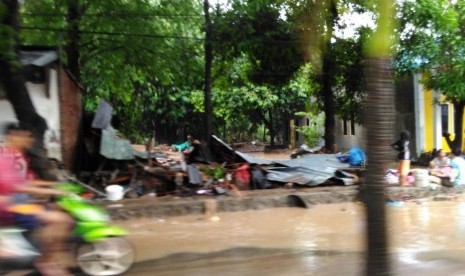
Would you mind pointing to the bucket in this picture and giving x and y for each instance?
(114, 192)
(421, 177)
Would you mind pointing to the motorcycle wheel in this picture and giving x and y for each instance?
(111, 256)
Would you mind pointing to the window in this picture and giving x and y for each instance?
(445, 118)
(345, 127)
(348, 127)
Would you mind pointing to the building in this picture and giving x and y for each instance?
(56, 97)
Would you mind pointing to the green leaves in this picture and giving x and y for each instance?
(436, 43)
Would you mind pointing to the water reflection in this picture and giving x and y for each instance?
(425, 238)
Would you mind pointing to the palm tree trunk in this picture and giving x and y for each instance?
(378, 120)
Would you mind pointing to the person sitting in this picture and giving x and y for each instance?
(441, 160)
(16, 183)
(440, 165)
(457, 175)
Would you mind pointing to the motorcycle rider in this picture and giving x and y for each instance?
(16, 182)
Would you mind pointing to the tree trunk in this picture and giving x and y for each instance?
(72, 50)
(328, 104)
(379, 117)
(271, 129)
(458, 122)
(327, 78)
(208, 74)
(13, 83)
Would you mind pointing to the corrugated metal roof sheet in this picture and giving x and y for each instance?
(310, 169)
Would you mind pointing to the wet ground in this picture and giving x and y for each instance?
(426, 238)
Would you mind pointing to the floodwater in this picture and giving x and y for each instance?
(426, 238)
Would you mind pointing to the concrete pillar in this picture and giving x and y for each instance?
(419, 106)
(437, 121)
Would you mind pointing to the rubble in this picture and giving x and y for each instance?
(212, 168)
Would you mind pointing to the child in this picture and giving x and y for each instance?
(402, 146)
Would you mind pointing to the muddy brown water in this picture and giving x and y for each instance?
(426, 238)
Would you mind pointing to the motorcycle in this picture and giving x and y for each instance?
(99, 248)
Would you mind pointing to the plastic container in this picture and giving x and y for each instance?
(421, 178)
(114, 192)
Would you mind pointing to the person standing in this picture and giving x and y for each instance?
(457, 176)
(402, 146)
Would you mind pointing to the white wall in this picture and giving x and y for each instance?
(47, 107)
(345, 142)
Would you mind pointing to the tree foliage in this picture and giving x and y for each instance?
(432, 37)
(132, 53)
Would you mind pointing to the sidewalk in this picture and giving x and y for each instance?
(159, 207)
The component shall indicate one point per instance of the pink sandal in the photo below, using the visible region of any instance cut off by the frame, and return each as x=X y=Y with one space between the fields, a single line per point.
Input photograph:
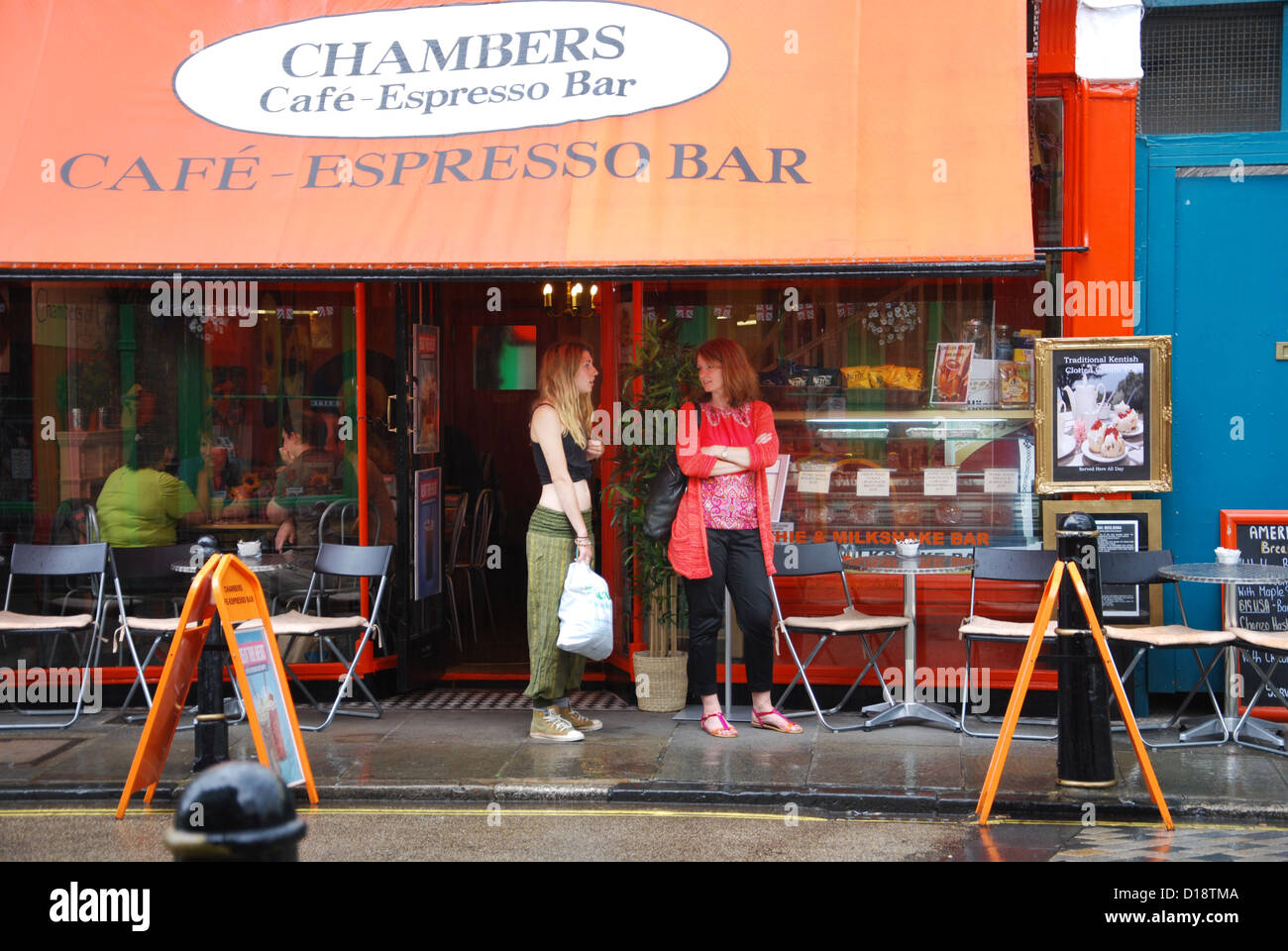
x=725 y=731
x=758 y=720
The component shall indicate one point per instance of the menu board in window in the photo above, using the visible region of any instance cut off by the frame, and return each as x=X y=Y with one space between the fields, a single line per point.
x=1125 y=525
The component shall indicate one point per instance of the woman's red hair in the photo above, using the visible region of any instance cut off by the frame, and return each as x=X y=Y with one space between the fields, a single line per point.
x=742 y=385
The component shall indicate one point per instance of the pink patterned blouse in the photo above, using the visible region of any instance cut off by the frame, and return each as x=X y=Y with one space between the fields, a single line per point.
x=728 y=501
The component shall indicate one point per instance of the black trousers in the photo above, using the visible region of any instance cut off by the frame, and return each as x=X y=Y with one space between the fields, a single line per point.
x=737 y=564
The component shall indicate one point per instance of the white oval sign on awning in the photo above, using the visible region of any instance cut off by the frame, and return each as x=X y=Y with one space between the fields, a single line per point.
x=451 y=69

○ ○ ○ ○ ○ ○ ○

*BRIEF*
Can you reproduce the lines of the listing above, starting with the line containing "The component shall indicate one point per instance of the menu" and going on through the line containing "x=737 y=564", with the requests included and every x and y coordinate in the answers scaled by 1.3 and rounded to a whole number, halves rounding up? Leave out all other lines.

*OUTPUT FOR THIS TASK*
The component shall indicate one point per instance of the menu board in window in the photo above, using the visible region of any instance cut off by the frame, and return each as x=X y=Y with one space between the fields, a single line per point.
x=1463 y=683
The component shall indicate one point per instance of the woman's red hair in the photo above, using the visible region of any instance cut off by the frame, and return each as x=X y=Y with one space between the fields, a single line per point.
x=965 y=501
The component shall indicate one point per instance of the pink patterned blouse in the photo above, using the visible region of any instance cut off by the frame, and return each as x=X y=Y with one space between the fields, a single line per point.
x=946 y=651
The component shall indicate one point per instance of the black trousers in the photo above, using the visible region of any instance cut off by the frame, and return each as x=X y=Y with one space between the fields, a single line per point.
x=958 y=733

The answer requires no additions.